◆ FRAGMENTO SELECCIONADO:
Estaba convencido de que esa película le gustaba a todo el mundo. No podía ser de otra forma. A mí me había fascinado, no hasta el punto de decir que era una obra imprescindible, pero sí muy buena. Incuestionablemente buena. El guion era impecable, contaba una historia de crecimiento a partir de valores universales con un magnífico equilibrio entre el dolor y la esperanza. Simple, bonita, conmovedora, delicada, profunda. Con final feliz. Se basaba en una novela de John Irving. Las actuaciones de Michael Caine, Charlize Teron y Tobey Maguire eran sobresalientes. La dirección de arte era estupenda y tenía una banda sonora de primera. Por eso no dudé en mencionarla aquella noche.
Cursábamos nuestro último año de carrera universitaria y el profesor de comunicación cultural había lanzado el reto antes de terminar la clase: una peli que hubiéramos visto y que ninguno pudiera valorar negativamente. Un buen ejercicio.

◆ TAREA OBLIGATORIA A:
Indica si cada afirmación concuerda con el fragmento sobre la película y justifica el sí o el no con las palabras exactas del fragmento: (i) en el fragmento se califica la película de obra imprescindible; (ii) la película se basaba en una novela de John Irving; (iii) la película tenía un final feliz.
◆ TAREA OBLIGATORIA B:
Por favor, continúa el fragmento sobre la película a partir de su última frase.
El material no se necesita.

◆ LÍNEAS DE DATOS:
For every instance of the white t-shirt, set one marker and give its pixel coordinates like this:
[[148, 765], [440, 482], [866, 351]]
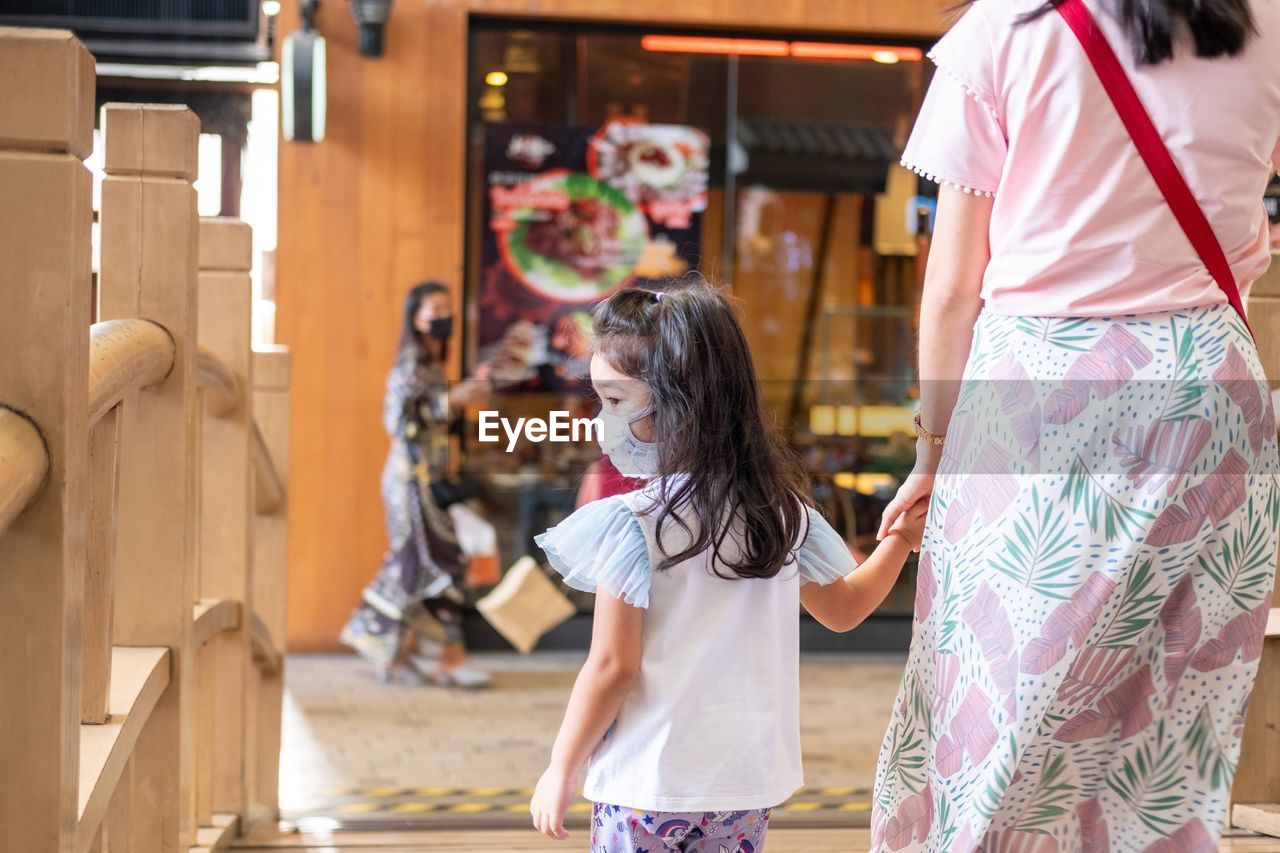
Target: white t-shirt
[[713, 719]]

◆ RESPUESTA ESCRITA A:
(i) No: «no hasta el punto de decir que era una obra imprescindible».
(ii) Sí: «Se basaba en una novela de John Irving».
(iii) Sí: «Con final feliz».

◆ RESPUESTA ESCRITA B:
Apenas asomé el título y vi que todos asentían, me acomodé en el pupitre echando la espalda hacia atrás con aires de triunfo. Qué simple, si alguien tiene olfato y criterio soy yo, habré pensado. Hasta que una de mis compañeras, una de las que más respetaba debido a su elegancia, refinamiento y sensatez, levantó la mano.
—A mí no me gustó —dijo haciendo un gesto con la boca que me pareció desafiante.
El profesor me analizaba, curioso por saber cuál sería mi reacción. Hubo un silencio de varios segundos.
Aquella compañera y yo no éramos amigos cercanos; de hecho, llegamos a conversar pocas veces durante los cinco años que estudiamos juntos, pero nos caíamos bien. Cuando nos cruzábamos, nos saludábamos con educación y complicidad. En nuestros escasos intercambios solíamos coincidir. Ella tenía una mirada limpia, era discreta e inteligente. Me encantaba su forma de vestir, me gustaban sus peinados, más de una vez me descubrí contemplando su sonrisa. Era hermosa y lo sigue siendo, pero no estoy hablando de una atracción física, sino de algo menos intenso aunque más importante: yo admiraba su forma de conducirse, de expresarse, de desenvolverse. Su serena armonía.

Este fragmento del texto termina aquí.